#### [Problem details]
Recast the lines as a Markdown table with the columns "No." and "Text", leaving out blank lines. Begin at the line that contains "the white window" and stop after the last line of the entries.

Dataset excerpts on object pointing

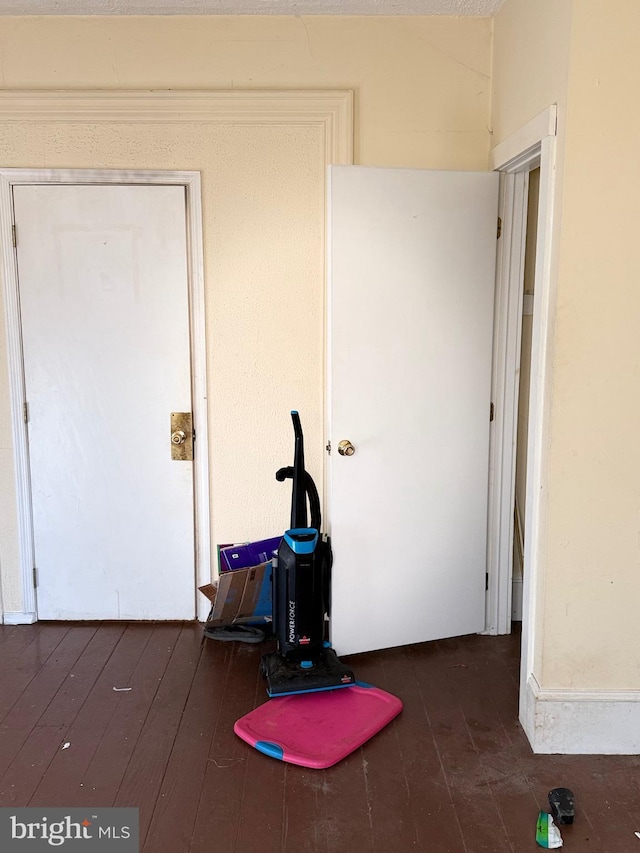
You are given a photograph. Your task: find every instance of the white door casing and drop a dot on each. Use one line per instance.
(411, 281)
(105, 324)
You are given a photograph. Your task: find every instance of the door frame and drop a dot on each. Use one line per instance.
(532, 146)
(195, 263)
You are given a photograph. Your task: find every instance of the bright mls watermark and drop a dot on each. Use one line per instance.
(102, 830)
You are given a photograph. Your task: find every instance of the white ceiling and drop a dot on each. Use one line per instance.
(249, 7)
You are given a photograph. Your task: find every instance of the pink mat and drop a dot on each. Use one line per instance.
(318, 729)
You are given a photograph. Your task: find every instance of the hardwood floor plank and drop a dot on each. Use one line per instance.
(17, 672)
(63, 781)
(36, 696)
(73, 692)
(114, 747)
(429, 804)
(142, 780)
(476, 811)
(175, 813)
(453, 773)
(25, 771)
(480, 681)
(229, 762)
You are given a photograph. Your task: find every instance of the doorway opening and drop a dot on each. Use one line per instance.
(527, 166)
(26, 180)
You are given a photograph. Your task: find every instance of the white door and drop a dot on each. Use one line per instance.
(104, 303)
(412, 262)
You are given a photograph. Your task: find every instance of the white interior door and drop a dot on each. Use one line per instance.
(104, 305)
(412, 264)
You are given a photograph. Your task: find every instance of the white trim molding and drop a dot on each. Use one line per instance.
(19, 618)
(582, 722)
(331, 109)
(191, 182)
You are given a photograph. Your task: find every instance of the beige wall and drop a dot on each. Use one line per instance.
(590, 609)
(585, 57)
(422, 99)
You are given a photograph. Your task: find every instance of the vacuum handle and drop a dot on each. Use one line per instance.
(310, 491)
(299, 497)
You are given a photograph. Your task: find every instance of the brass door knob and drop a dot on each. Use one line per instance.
(178, 437)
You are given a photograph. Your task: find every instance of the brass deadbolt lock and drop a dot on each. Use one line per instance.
(345, 448)
(182, 436)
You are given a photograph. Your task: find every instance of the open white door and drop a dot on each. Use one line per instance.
(104, 304)
(411, 285)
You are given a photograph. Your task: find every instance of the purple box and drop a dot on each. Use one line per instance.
(247, 554)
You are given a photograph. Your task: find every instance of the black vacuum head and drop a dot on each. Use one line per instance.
(326, 672)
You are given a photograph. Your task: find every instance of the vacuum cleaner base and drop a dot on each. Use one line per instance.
(286, 677)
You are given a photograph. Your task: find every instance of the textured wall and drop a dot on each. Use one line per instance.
(421, 88)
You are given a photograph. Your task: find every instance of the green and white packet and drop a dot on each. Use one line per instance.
(547, 833)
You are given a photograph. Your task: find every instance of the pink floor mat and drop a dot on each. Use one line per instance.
(318, 729)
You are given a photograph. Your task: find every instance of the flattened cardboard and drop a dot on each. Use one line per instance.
(241, 596)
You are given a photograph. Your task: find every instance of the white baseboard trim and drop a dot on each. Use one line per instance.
(581, 722)
(19, 618)
(516, 600)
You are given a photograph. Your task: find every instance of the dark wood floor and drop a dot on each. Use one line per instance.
(453, 772)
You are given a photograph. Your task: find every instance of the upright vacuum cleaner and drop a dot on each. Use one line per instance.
(304, 661)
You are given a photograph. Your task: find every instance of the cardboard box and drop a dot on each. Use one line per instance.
(242, 596)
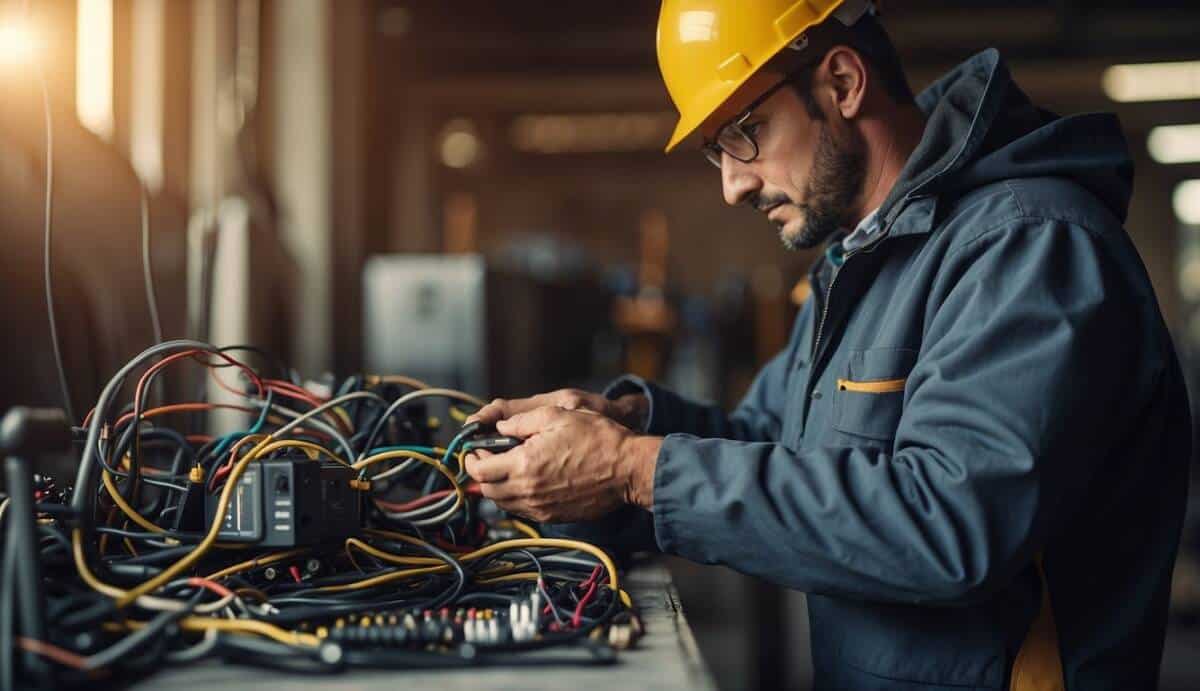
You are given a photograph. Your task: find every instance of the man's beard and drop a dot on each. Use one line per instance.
(838, 173)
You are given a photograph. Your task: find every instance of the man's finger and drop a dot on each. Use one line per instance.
(483, 467)
(526, 425)
(490, 414)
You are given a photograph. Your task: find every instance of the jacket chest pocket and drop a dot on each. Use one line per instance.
(870, 392)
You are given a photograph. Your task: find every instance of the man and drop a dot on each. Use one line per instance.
(972, 454)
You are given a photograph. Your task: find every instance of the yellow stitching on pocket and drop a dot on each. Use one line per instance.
(877, 386)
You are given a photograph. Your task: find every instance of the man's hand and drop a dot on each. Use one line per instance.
(630, 410)
(573, 466)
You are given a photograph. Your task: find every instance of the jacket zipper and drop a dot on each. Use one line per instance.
(833, 281)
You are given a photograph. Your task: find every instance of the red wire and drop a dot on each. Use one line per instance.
(59, 655)
(579, 610)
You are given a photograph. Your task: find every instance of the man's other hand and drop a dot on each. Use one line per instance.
(630, 410)
(573, 466)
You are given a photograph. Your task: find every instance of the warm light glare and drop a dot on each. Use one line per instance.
(1175, 144)
(1187, 202)
(94, 66)
(1152, 82)
(17, 44)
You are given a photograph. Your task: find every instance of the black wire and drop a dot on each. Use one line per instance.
(130, 643)
(147, 269)
(7, 611)
(139, 535)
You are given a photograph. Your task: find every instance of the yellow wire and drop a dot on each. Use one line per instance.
(315, 450)
(399, 454)
(460, 496)
(373, 379)
(520, 527)
(505, 546)
(389, 557)
(125, 596)
(345, 418)
(241, 626)
(257, 562)
(133, 515)
(130, 511)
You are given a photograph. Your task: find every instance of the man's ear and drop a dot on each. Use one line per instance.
(847, 76)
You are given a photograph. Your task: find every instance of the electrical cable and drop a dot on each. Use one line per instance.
(48, 264)
(147, 265)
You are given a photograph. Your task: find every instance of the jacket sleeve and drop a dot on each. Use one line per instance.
(1027, 350)
(757, 418)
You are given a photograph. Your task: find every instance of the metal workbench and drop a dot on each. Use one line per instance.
(665, 658)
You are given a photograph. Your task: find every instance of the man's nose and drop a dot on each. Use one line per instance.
(738, 182)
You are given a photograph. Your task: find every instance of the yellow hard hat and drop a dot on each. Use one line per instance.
(711, 48)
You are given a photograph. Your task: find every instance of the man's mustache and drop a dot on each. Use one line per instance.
(766, 204)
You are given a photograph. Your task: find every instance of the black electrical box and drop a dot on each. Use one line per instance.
(291, 503)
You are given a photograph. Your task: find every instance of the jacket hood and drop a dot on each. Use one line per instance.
(981, 128)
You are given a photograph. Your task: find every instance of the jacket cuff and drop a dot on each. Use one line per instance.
(625, 530)
(665, 407)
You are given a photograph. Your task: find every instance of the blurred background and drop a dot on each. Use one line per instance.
(473, 192)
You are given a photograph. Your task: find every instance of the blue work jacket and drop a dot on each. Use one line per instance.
(973, 452)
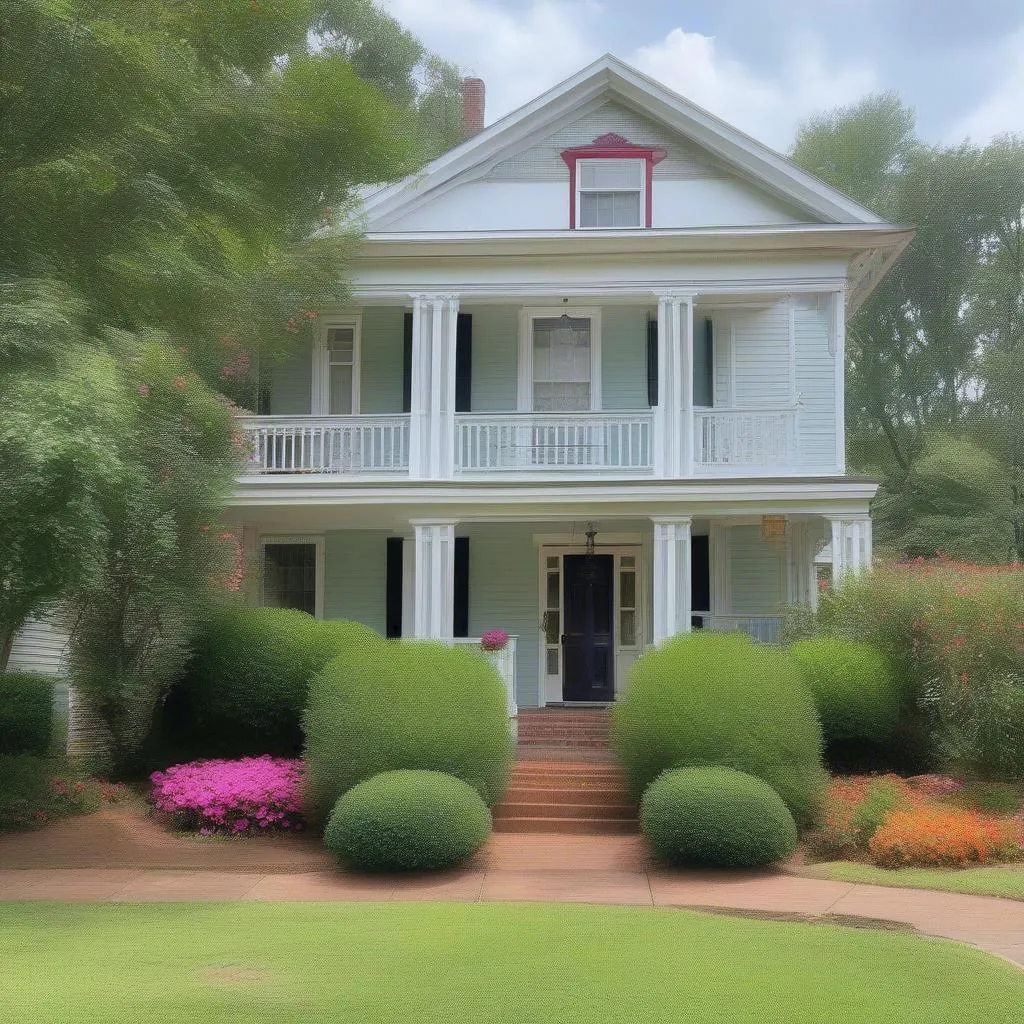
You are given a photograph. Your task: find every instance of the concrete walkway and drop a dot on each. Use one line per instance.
(521, 867)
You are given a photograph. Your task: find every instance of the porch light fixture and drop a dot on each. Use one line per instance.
(773, 528)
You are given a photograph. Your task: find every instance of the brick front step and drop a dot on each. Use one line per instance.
(569, 797)
(528, 809)
(588, 826)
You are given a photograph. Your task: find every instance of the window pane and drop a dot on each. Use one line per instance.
(552, 631)
(341, 390)
(341, 344)
(553, 601)
(609, 210)
(290, 577)
(628, 629)
(628, 590)
(627, 210)
(611, 174)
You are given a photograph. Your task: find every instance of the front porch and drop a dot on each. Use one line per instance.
(580, 599)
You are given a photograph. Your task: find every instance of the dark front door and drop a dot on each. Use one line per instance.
(588, 645)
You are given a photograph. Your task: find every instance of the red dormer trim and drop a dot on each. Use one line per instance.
(612, 146)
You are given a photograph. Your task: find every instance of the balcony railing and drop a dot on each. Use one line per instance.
(609, 443)
(327, 443)
(756, 438)
(540, 441)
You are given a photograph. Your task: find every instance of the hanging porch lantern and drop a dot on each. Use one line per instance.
(773, 528)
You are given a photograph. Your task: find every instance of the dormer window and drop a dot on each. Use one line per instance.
(610, 182)
(610, 194)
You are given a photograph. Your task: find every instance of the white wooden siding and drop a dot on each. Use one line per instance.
(815, 384)
(41, 645)
(292, 382)
(496, 354)
(761, 356)
(756, 573)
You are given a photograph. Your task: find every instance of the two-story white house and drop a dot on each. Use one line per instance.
(590, 391)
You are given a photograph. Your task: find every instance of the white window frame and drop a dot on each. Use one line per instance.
(642, 190)
(524, 399)
(321, 400)
(321, 562)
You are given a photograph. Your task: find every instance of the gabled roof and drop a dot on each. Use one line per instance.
(609, 78)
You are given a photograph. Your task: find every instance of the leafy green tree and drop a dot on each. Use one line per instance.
(161, 555)
(167, 172)
(933, 375)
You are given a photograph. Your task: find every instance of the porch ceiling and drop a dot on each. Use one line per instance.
(311, 504)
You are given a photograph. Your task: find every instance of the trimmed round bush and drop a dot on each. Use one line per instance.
(408, 820)
(719, 698)
(853, 688)
(716, 817)
(245, 688)
(26, 713)
(412, 705)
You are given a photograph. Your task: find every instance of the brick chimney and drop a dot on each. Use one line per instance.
(472, 107)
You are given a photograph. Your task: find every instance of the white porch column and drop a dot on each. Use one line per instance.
(672, 577)
(851, 541)
(674, 416)
(433, 579)
(839, 353)
(431, 442)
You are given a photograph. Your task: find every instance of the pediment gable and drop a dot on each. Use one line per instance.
(611, 97)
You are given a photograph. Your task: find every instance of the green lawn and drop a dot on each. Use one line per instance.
(999, 880)
(433, 963)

#### [Expected answer]
| No. | Text |
|---|---|
| 1 | You are given a photograph. Your task: find every instance of the white window frame and drop a dot on each. Use one line per instance. |
| 2 | (642, 190) |
| 3 | (524, 399) |
| 4 | (321, 400) |
| 5 | (321, 562) |
| 6 | You are given a photograph. Your task: find every instance of the gabled roof and drop a dot on each. Use one line per instance. |
| 7 | (609, 78) |
| 8 | You are given a photograph. Your task: find every instance of the leafy green tree and drop a dot on each. Use one line per instance. |
| 9 | (161, 555) |
| 10 | (167, 172) |
| 11 | (933, 375) |
| 12 | You are given a photograph. Your task: find every instance of the porch ceiling and drop a dot on each. Use one line per instance. |
| 13 | (311, 504) |
| 14 | You are given a photograph. Your task: find every instance of the trimmed round bush and drop a dot on each. Use one line per instance. |
| 15 | (408, 820) |
| 16 | (719, 698) |
| 17 | (853, 688) |
| 18 | (716, 817) |
| 19 | (245, 688) |
| 20 | (26, 713) |
| 21 | (412, 705) |
| 22 | You are given a photograph. Your task: find every instance of the brick chimney and drop a dot on each. Use one line per instance. |
| 23 | (472, 107) |
| 24 | You are given a photograph. Your task: find every instance of the white porch column and drop a dot on each. Use one line per instance. |
| 25 | (672, 577) |
| 26 | (851, 541) |
| 27 | (674, 416) |
| 28 | (433, 579) |
| 29 | (839, 353) |
| 30 | (431, 442) |
| 31 | You are given a photograph. Your task: find every instance of the pediment gable and drop a dot on each. Use one line per instance. |
| 32 | (611, 97) |
| 33 | You are given a photograph. Your task: find every instance of the green lawn and drop a dot on each. Use one line per instance. |
| 34 | (999, 880) |
| 35 | (433, 963) |